— Problem description —
Copy every line of the records below word for word, leaving out the pictures.

— Input material —
# # #

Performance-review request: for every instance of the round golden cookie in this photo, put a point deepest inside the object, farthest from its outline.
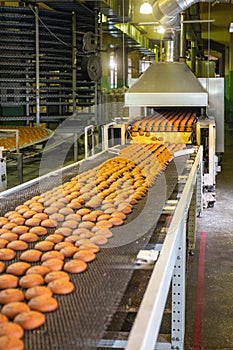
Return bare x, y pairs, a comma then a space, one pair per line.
10, 310
86, 224
72, 239
29, 237
49, 223
11, 329
75, 266
19, 268
61, 245
64, 231
84, 255
66, 211
9, 226
43, 303
37, 291
68, 252
53, 254
31, 255
41, 216
9, 236
3, 221
11, 343
116, 221
57, 216
72, 224
8, 281
44, 246
38, 270
93, 248
30, 319
3, 243
99, 239
3, 318
2, 266
83, 211
75, 217
17, 245
118, 214
31, 280
3, 230
83, 241
19, 220
102, 231
61, 286
38, 230
22, 208
11, 294
29, 213
53, 264
80, 231
20, 229
55, 238
104, 224
51, 210
54, 275
74, 204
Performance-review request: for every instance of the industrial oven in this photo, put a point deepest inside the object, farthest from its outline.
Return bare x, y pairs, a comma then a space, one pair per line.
135, 269
132, 296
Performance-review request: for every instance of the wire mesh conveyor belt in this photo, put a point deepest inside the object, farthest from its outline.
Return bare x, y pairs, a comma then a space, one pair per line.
83, 316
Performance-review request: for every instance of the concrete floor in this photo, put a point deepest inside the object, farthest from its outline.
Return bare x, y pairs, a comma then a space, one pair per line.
216, 318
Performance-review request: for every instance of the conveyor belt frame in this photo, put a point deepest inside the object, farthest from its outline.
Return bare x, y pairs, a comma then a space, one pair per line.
170, 268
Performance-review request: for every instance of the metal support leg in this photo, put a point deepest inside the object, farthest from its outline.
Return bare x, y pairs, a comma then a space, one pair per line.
192, 221
19, 158
178, 294
75, 147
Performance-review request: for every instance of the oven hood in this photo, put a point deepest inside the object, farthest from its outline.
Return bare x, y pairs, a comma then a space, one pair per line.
167, 84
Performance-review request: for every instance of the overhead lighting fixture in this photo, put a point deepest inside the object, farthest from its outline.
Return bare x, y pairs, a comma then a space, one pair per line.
145, 8
161, 30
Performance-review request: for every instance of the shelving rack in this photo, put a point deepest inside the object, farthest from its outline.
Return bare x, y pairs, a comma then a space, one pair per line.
42, 77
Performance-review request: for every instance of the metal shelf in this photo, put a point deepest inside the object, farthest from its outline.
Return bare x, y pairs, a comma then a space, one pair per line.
25, 71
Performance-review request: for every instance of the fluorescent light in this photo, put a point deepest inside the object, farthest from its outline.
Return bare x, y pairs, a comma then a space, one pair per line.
146, 8
161, 30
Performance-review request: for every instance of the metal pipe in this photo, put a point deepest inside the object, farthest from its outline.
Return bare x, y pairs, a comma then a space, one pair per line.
182, 39
37, 67
166, 11
74, 58
87, 128
19, 158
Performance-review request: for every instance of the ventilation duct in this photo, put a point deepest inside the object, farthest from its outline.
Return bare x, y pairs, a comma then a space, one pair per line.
167, 12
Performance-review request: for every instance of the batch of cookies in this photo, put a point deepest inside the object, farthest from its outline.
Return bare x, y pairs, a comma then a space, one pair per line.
164, 121
50, 237
27, 135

# # #

— Worked solution —
Performance-review request: for every instance of the round golden cookie in this photo, put a point deepest inside the object, farthest from its outline.
Return bare x, y pairs, a comma then a space, one pair per line.
10, 310
86, 224
72, 239
29, 237
49, 223
11, 329
75, 266
19, 268
61, 245
64, 231
84, 255
66, 211
9, 226
43, 303
37, 291
68, 252
53, 254
31, 255
41, 216
9, 236
3, 221
11, 343
116, 221
57, 216
72, 224
8, 281
44, 246
38, 270
93, 248
30, 319
3, 243
99, 239
3, 318
2, 266
83, 211
75, 217
17, 245
118, 214
31, 280
3, 230
83, 241
19, 220
102, 231
61, 286
38, 230
22, 208
11, 294
29, 213
53, 264
80, 231
20, 229
55, 238
104, 224
51, 210
54, 275
74, 204
Performance-review request: for every instance of the industrial oven in this photo, put a point deepest inside the object, farthest from its outline.
Return bare x, y pairs, a comma then a space, one pair per line.
135, 269
132, 296
Performance-review request: for every instance of the wire mesh conveyor belt in this photo, put a point deepest inside the object, farthest from its outline.
Return bare x, y pairs, a comma then a space, one pair per line.
83, 316
Performance-review request: for every instance of the concrete floor in this photo, put a point deepest inside the object, farthest from its outline.
Return bare x, y pairs, a comma then a space, one pair per line.
216, 318
Performance-review request: for every instance of the conveyor belt frame in this photo, put a point deepest inside the object, farthest from its outline.
Return bare x, y pairs, a comma then a space, one pair per line.
170, 268
Performance-review request: for every instance of the metal support leg in this photo, put a point deepest inside the object, farthest from its outline.
Return bare x, y pairs, a comma then a space, one pair per line.
192, 221
19, 158
178, 294
75, 147
Performance-review request: for every instance of the oven hood in this photo, put a point deepest inside the object, farthest from its outline.
Return bare x, y pairs, a comma then a space, one pair per line.
167, 84
Performance-review request: for every instance of the overhead lighting fixture in this photo, put a point deepest inside the object, farthest from its outline.
Return bare x, y pairs, a comma then a space, one pair per line.
145, 8
161, 30
Performance-review request: for every instance of the shelving rack in this photo, put a point deepest inside the object, farthest from its outline.
Return bare x, y pairs, a comma then a space, one pair per line.
42, 77
Performance-review request: for every instance of the metal shelf in this photo, put a point deepest inside the object, farthest from its outline.
Return bare x, y pairs, a comma then a space, one pair per line.
25, 71
Performance-review request: for every instance of the fluorescent light in this photo, put a point deepest inside the object, farthest from its outline.
Return bare x, y pairs, a comma then a space, one pair per line.
146, 8
161, 30
Performance-review request: for every instance of the metal pipe in this photo, put a point deepest inside the object, farthest from its outline.
Return bare x, y pairs, a comma then a space, one pair per line.
182, 39
37, 67
166, 11
74, 58
87, 128
19, 158
Performance-review request: for every instance of the ventilation duct in this photo, put a point deepest inside the object, farthest from its outline.
Return bare x, y pairs, a comma then a space, one pair per line.
167, 12
Performance-review request: for every instance of the batch of cookies in this photo, put a point deepest inside the object, farthest from its outline.
Return bare x, y pairs, a comma then a space, one pair per line.
164, 121
50, 237
27, 135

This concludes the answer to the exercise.